[Stored data]
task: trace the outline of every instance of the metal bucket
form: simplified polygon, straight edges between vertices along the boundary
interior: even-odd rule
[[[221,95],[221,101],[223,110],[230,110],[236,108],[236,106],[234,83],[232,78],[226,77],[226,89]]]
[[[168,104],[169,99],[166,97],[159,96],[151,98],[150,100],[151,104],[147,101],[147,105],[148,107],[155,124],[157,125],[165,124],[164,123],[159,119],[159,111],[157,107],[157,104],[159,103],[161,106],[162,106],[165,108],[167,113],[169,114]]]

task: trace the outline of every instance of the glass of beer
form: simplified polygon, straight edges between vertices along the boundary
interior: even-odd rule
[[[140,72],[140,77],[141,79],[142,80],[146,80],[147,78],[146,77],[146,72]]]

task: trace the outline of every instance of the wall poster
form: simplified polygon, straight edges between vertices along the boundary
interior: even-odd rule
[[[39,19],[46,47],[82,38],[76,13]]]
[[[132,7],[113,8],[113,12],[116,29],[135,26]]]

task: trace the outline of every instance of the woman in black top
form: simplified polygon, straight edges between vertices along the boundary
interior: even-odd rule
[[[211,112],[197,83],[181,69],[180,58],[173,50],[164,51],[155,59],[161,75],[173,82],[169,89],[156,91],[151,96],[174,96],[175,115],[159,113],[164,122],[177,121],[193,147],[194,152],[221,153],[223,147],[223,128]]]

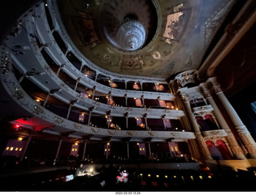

SHORT EXERCISE: Render every line of the listing as a Markdown table with the columns "Row" and "Line", skipping blank lines and leaving out the pictures.

EXERCISE RESULT:
| Row | Line |
|---|---|
| 1 | task: trace the outline of every instance of the metal bucket |
| 2 | form: simplified polygon, straight edges between vertices along the boundary |
| 3 | interior: even-odd rule |
| 4 | [[[221,95],[221,101],[223,110],[230,110],[236,108],[236,106],[234,83],[232,78],[226,77],[226,89]]] |
| 5 | [[[168,104],[169,99],[166,97],[159,96],[151,98],[150,100],[151,104],[147,101],[147,105],[148,107],[155,124],[157,125],[165,124],[164,123],[159,119],[159,111],[157,107],[157,104],[159,103],[161,106],[162,106],[165,108],[167,113],[169,114]]] |
| 6 | task: trace the outline of every instance of the glass of beer |
| 7 | form: simplified polygon, straight edges between vertices along the boundary |
| 8 | interior: even-odd rule |
| 9 | [[[140,72],[140,77],[141,79],[142,80],[146,80],[147,78],[146,77],[146,72]]] |
| 10 | task: trace the outline of every instance of the wall poster |
| 11 | form: simplified polygon, straight edges between vertices along the boundary |
| 12 | interior: even-odd rule |
| 13 | [[[39,19],[46,47],[82,38],[76,13]]] |
| 14 | [[[132,7],[113,8],[113,12],[116,29],[135,26]]] |
| 15 | task: trace the outline of every instance of the woman in black top |
| 16 | form: simplified polygon, straight edges between vertices along the boundary |
| 17 | interior: even-odd rule |
| 18 | [[[211,112],[197,83],[181,69],[180,58],[173,50],[164,51],[155,59],[161,75],[173,82],[169,89],[156,91],[151,96],[174,96],[175,115],[159,113],[164,122],[177,121],[193,147],[194,152],[221,153],[223,147],[223,128]]] |